Only the pictures should be dropped; every line of the data must come back exactly as written.

+---+

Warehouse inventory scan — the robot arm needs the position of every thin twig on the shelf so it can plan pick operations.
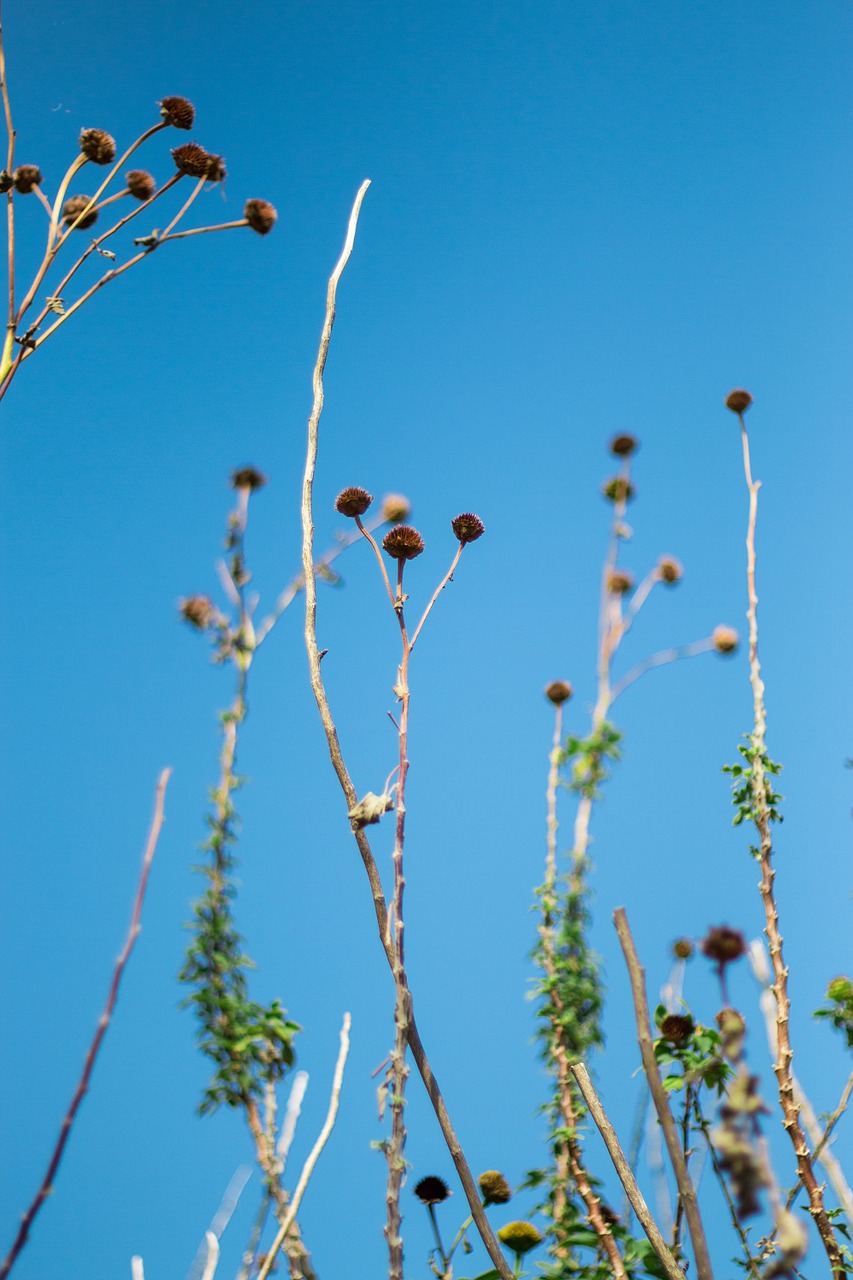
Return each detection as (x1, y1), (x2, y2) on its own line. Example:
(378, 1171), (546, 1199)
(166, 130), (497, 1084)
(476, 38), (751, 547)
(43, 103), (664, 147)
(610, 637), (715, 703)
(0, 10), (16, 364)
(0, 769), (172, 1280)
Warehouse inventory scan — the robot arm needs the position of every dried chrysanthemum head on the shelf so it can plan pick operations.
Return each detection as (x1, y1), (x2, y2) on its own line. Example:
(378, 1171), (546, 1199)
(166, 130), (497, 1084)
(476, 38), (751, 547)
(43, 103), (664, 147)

+---+

• _ANSWER FOR THE TASK_:
Warehouse inventory scan — the robot arm needs the position of every thin twig on the shelf so it can plan pick operations.
Return each detection as (x1, y1), (x2, y2) on its own line. Example:
(378, 1171), (546, 1199)
(166, 130), (497, 1084)
(476, 38), (751, 547)
(43, 103), (664, 147)
(610, 637), (715, 703)
(0, 10), (16, 364)
(0, 769), (172, 1280)
Warehouse inventory scan — the robot arm needs the position of every dried chrysanthemum head on the shelf so it can plan pick operations.
Return each detection as (x1, y1), (x2, y2) on its own line. Example:
(378, 1171), (546, 1199)
(166, 130), (497, 1084)
(476, 38), (751, 547)
(43, 103), (664, 147)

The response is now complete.